Objective: Express the rows below as a numbered list with blank lines left out, and leave the pictures out of your answer.

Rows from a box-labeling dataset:
Start

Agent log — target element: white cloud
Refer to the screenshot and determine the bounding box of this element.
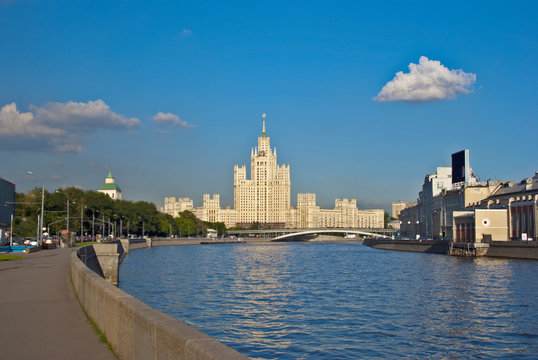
[151,112,193,128]
[0,100,142,152]
[180,29,192,37]
[0,103,65,138]
[30,100,142,129]
[374,56,476,102]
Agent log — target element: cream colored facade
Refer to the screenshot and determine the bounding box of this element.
[163,114,384,228]
[161,197,193,217]
[97,169,121,200]
[392,200,417,219]
[234,114,290,226]
[193,194,237,228]
[286,194,385,229]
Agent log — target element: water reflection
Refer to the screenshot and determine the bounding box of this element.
[120,243,538,359]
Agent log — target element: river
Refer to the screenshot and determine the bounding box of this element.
[120,243,538,359]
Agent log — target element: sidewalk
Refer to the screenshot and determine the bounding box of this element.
[0,249,115,360]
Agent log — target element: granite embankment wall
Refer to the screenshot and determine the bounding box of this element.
[485,241,538,260]
[71,244,247,360]
[364,239,538,260]
[363,239,449,254]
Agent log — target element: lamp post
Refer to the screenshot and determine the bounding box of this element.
[84,206,99,241]
[56,190,71,238]
[26,171,45,245]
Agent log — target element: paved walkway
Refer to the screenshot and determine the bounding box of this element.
[0,249,115,360]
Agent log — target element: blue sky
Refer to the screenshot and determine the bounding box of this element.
[0,0,538,209]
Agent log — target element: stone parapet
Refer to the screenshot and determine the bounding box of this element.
[71,248,247,360]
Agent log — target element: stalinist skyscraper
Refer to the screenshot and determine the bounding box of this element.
[234,114,290,228]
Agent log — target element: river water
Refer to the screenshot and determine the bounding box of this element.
[120,243,538,359]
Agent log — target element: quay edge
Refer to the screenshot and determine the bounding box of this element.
[363,238,538,260]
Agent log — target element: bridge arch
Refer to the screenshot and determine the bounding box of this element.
[271,229,390,241]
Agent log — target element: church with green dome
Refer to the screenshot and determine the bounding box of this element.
[97,169,121,200]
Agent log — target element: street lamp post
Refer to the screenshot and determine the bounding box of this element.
[56,190,71,238]
[26,171,45,245]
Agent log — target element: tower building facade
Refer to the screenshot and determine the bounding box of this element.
[234,114,290,227]
[97,169,121,200]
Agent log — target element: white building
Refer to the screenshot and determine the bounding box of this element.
[286,194,385,229]
[234,114,290,227]
[161,196,193,217]
[163,114,384,228]
[97,169,121,200]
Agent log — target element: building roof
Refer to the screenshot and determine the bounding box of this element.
[99,184,121,192]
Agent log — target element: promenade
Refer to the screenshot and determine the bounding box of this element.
[0,248,115,360]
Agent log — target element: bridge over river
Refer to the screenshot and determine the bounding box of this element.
[228,228,396,241]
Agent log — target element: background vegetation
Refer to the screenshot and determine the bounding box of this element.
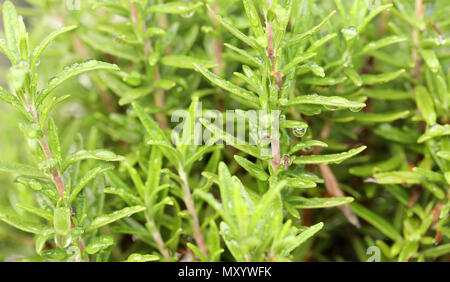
[0,0,450,261]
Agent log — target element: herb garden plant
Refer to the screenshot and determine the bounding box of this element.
[0,0,450,262]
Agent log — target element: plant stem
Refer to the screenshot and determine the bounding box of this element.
[28,105,65,199]
[145,216,170,261]
[208,2,227,75]
[130,1,169,130]
[412,0,423,83]
[178,167,208,256]
[266,1,282,173]
[28,101,89,260]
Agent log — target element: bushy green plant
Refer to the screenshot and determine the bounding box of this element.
[0,0,450,261]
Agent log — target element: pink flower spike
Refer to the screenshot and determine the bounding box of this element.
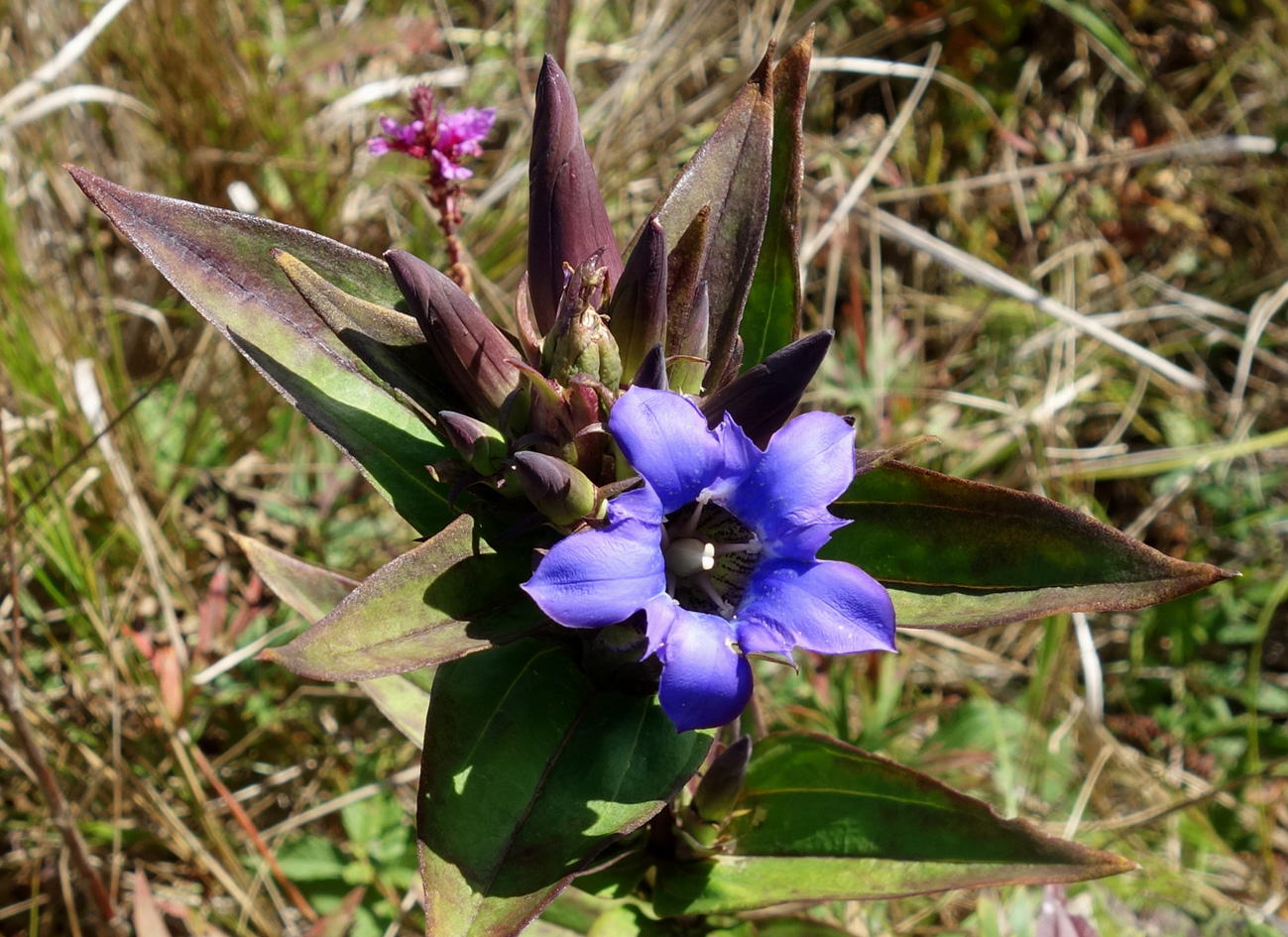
[367,92,496,184]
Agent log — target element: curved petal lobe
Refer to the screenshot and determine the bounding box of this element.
[738,559,894,653]
[725,412,854,541]
[523,489,666,628]
[608,387,723,513]
[647,601,751,732]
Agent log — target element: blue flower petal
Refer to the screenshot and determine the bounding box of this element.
[724,412,854,548]
[608,387,721,515]
[523,489,666,628]
[646,598,751,732]
[737,559,894,653]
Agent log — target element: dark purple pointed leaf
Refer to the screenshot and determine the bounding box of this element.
[416,640,711,937]
[608,218,666,375]
[738,27,814,367]
[654,47,774,383]
[702,331,832,448]
[664,205,711,358]
[385,250,522,422]
[528,56,622,332]
[67,167,452,533]
[653,734,1134,916]
[263,516,544,680]
[275,251,452,422]
[632,345,671,391]
[820,461,1236,628]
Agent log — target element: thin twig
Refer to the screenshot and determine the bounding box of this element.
[179,728,318,921]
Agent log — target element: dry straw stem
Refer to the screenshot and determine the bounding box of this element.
[856,205,1206,392]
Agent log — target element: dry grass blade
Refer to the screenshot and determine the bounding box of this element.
[801,45,939,266]
[856,205,1205,391]
[0,0,130,117]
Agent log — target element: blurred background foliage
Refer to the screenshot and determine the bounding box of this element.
[0,0,1288,937]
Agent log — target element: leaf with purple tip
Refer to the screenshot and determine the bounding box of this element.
[738,27,814,369]
[67,167,452,533]
[819,461,1236,628]
[654,45,774,383]
[264,516,544,680]
[653,734,1134,916]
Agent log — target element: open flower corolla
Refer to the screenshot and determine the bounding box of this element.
[523,387,894,731]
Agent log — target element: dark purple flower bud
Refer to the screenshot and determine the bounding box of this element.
[528,56,622,331]
[438,410,510,477]
[668,283,710,396]
[632,345,671,391]
[693,736,751,824]
[702,331,833,448]
[514,452,598,527]
[385,250,519,421]
[608,216,666,374]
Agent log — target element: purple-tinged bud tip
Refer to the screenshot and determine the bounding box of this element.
[385,250,521,421]
[702,331,833,448]
[514,451,596,527]
[528,56,622,331]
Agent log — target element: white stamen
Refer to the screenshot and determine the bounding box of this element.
[664,537,716,579]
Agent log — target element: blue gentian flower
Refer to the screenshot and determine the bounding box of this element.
[523,387,894,732]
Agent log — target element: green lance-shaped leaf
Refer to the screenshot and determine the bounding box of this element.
[263,516,544,680]
[653,734,1134,916]
[738,27,814,367]
[416,640,711,937]
[654,44,774,384]
[236,536,434,747]
[819,461,1236,628]
[273,250,453,422]
[67,165,452,533]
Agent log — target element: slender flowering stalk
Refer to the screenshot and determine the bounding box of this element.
[523,387,894,731]
[367,85,496,293]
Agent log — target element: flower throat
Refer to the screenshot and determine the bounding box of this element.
[662,499,760,619]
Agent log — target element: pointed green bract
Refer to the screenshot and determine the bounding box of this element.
[738,29,814,369]
[653,734,1134,916]
[67,167,452,533]
[819,461,1235,628]
[233,533,358,624]
[273,251,455,422]
[264,516,544,680]
[416,640,711,937]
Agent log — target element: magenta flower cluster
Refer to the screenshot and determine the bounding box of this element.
[367,86,496,181]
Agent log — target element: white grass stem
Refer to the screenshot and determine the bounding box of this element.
[856,205,1203,391]
[800,44,939,270]
[876,135,1276,202]
[0,0,130,117]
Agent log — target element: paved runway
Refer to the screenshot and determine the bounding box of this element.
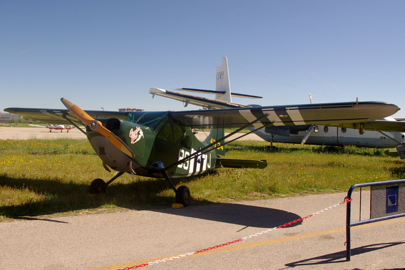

End

Solution:
1. Agent log — target element: white cloud
2. Refer to the screenshot and determine the bounding box of this element.
3. [151,112,193,128]
4. [0,100,142,152]
5. [180,29,192,37]
6. [0,103,65,138]
7. [30,100,142,129]
8. [374,56,476,102]
9. Agent log — target element: cream colored facade
10. Refer to the screenshot and determine the bounding box of this element.
11. [163,114,384,228]
12. [161,197,193,217]
13. [97,169,121,200]
14. [392,200,417,219]
15. [234,114,290,226]
16. [193,194,237,228]
17. [286,194,385,229]
18. Agent log — target element: water reflection
19. Refer to the screenshot and determine the bounding box of this element.
20. [120,243,538,359]
21. Agent log — target element: river
22. Refer to the screenshot and determine the bounding box of this element.
23. [120,243,538,359]
24. Agent log — target element: sidewalk
25. Refer to the screenshot and determine the bounding box of this element.
26. [0,249,115,360]
27. Agent log — target element: granite embankment wall
28. Refer to the screenshot and determine the bounding box of this element.
29. [485,241,538,260]
30. [71,244,247,360]
31. [364,239,538,260]
32. [363,239,449,254]
33. Agent log — target element: lamp post
34. Refer to the screenshot and determine the bounding box of this element.
35. [84,206,99,241]
36. [56,190,71,238]
37. [26,171,45,245]
38. Agent log — target element: paved walkway
39. Refer to the screenshot and determine the bounding box of this element.
40. [0,249,115,360]
41. Agent log — target element: blue sky
42. Refer to the screenshot and determine the bounding box of this element.
43. [0,0,538,209]
44. Agent log — target element: stone parapet
45. Refer to the screenshot and determine the bounding box of this element.
46. [71,248,247,360]
47. Agent log — target element: stalinist skyscraper
48. Refer to the screenshot and determine the bounding box of this element.
49. [234,114,290,228]
50. Agent log — target element: river water
51. Refer to the screenshot and determine the bounding box of this element.
52. [120,243,538,359]
53. Agent log — target element: quay edge
54. Refer to the screenshot and determine the bounding box of this element.
55. [363,238,538,260]
56. Agent log — target element: bridge arch
57. Refer to the screenshot and determine the bounding box of this element.
58. [271,229,390,241]
59. Agent log — target element: church with green dome
60. Refer to the screenshot and determine the bounding box of this element.
61. [97,169,121,200]
62. Agent log — target element: street lamp post
63. Refer to the screenshot and determine the bounding box of this element.
64. [56,190,71,238]
65. [26,171,45,245]
66. Agent log — target element: tower building facade
67. Refer to the screenshot and determine the bounding box of this element.
68. [234,114,290,227]
69. [97,169,121,200]
70. Agent log — target element: white building
71. Refer to the screenshot and determine the bounding box of this element.
72. [286,194,385,229]
73. [234,114,290,227]
74. [161,196,193,217]
75. [163,114,384,228]
76. [97,169,121,200]
77. Agent log — target element: building roof
78. Refer to the screenshot and determine the bounding box of this element.
79. [99,184,121,192]
80. Agent log — target element: promenade
81. Refer to the screenshot and determine the bounding box of this element.
82. [0,248,115,360]
83. Agent log — target element: bridge over river
84. Refer to the screenshot and determine the bounding box of this element.
85. [228,228,396,241]
86. Agent log — target element: background vegetation
87. Refer to the screenshot and determine the bounding box of this element.
88. [0,0,450,261]
89. Agent log — target element: herb garden plant
90. Refer to the screenshot and determine the bounding box of this element.
91. [0,0,450,262]
92. Agent log — target element: plant stem
93. Refer to the screenshot and determine the bounding box of this element.
94. [28,105,65,199]
95. [145,216,170,261]
96. [208,2,227,75]
97. [130,1,169,130]
98. [412,0,423,83]
99. [178,167,208,256]
100. [266,1,282,173]
101. [28,101,89,260]
102. Agent log — target element: bushy green plant
103. Refer to the screenshot and determine the bounding box of this element.
104. [0,0,450,261]
105. Agent log — target element: pink flower spike
106. Refer to the screenshot and determine the bounding box of this element.
107. [367,92,496,184]
108. Agent log — target element: curved petal lobe
109. Refer to the screenshot and determine the bounding box of this element.
110. [738,559,894,653]
111. [725,412,854,541]
112. [523,489,666,628]
113. [608,387,723,513]
114. [647,601,751,732]
115. Agent log — target element: blue flower petal
116. Refer to the screenshot and determine the bounding box of this element.
117. [724,412,854,548]
118. [608,387,721,515]
119. [523,489,666,628]
120. [646,598,751,732]
121. [737,559,894,653]
122. Agent log — target element: dark purple pointed leaf
123. Refer to the screenshot and determine the bounding box of this element.
124. [416,640,711,937]
125. [608,218,666,375]
126. [738,27,814,367]
127. [654,47,774,383]
128. [702,331,832,448]
129. [664,205,711,358]
130. [385,250,522,422]
131. [528,56,622,332]
132. [67,167,452,533]
133. [653,734,1134,916]
134. [263,516,544,680]
135. [275,251,452,422]
136. [632,345,671,391]
137. [820,461,1236,628]
138. Agent log — target element: thin twig
139. Refer to the screenshot and determine the bounding box of this element.
140. [179,728,318,921]
141. Agent log — target element: dry straw stem
142. Refer to the screenshot and determine the bounding box of this element.
143. [856,205,1206,392]
144. Agent log — target element: dry grass blade
145. Refer to the screenshot and determine the bounding box of this element.
146. [801,45,939,266]
147. [856,205,1205,391]
148. [0,0,130,117]
149. Agent log — target element: blurred background foliage
150. Refer to the screenshot and determine the bounding box of this element.
151. [0,0,1288,937]
152. Agent log — target element: leaf with purple tip
153. Refer to the screenshot and determine the bounding box of this element.
154. [738,27,814,369]
155. [67,167,452,533]
156. [819,461,1236,628]
157. [654,45,774,383]
158. [264,516,544,680]
159. [653,734,1134,916]
160. Agent log — target element: open flower corolla
161. Refer to the screenshot and determine the bounding box of this element.
162. [523,387,894,731]
163. Agent log — target element: dark purple flower bud
164. Refer to the screenshot and determine the bounding box of this element.
165. [528,56,622,331]
166. [438,410,510,477]
167. [668,283,710,396]
168. [632,345,671,391]
169. [693,736,751,824]
170. [702,331,833,448]
171. [514,452,598,527]
172. [385,250,519,421]
173. [608,216,666,374]
174. Agent log — target element: purple-tinged bud tip
175. Refer to the screenshot and determine the bounding box of this element.
176. [385,250,521,421]
177. [702,331,833,448]
178. [514,451,596,527]
179. [528,56,622,331]
180. Agent log — target element: white stamen
181. Refer to the screenshot and determine the bounding box of this element.
182. [664,537,716,579]
183. Agent log — target element: blue gentian flower
184. Refer to the screenshot and determine the bounding box of this element.
185. [523,387,894,732]
186. Agent log — target element: green lance-shaped leaf
187. Refer to the screenshot and determine the bounding box of this element.
188. [263,516,544,680]
189. [653,734,1134,916]
190. [738,27,814,367]
191. [416,640,711,937]
192. [654,44,774,384]
193. [236,536,434,747]
194. [819,461,1236,628]
195. [273,250,453,422]
196. [67,165,452,533]
197. Agent log — target element: slender flowering stalk
198. Refer to the screenshot and determine the bounding box of this element.
199. [523,387,894,731]
200. [367,85,496,293]
201. Agent log — target element: flower throat
202. Refer to the screenshot and determine the bounding box of this element.
203. [662,499,760,619]
204. Agent log — target element: pointed green bract
205. Refer to the screenshot and determine the bounding box of this element.
206. [738,29,814,369]
207. [653,734,1134,916]
208. [67,167,452,533]
209. [819,461,1235,628]
210. [233,533,358,624]
211. [273,251,455,422]
212. [264,516,544,680]
213. [416,640,711,937]
214. Agent log — target element: magenta flower cluster
215. Refer to the screenshot and determine the bounding box of this element.
216. [367,86,496,181]
217. Agent log — target element: white grass stem
218. Refer to the screenshot and determine the bounding box of this element.
219. [856,205,1203,391]
220. [800,44,939,270]
221. [876,135,1276,202]
222. [0,0,130,117]
223. Agent log — target element: paved runway
224. Refer to the screenshot and determine the bounding box of this element.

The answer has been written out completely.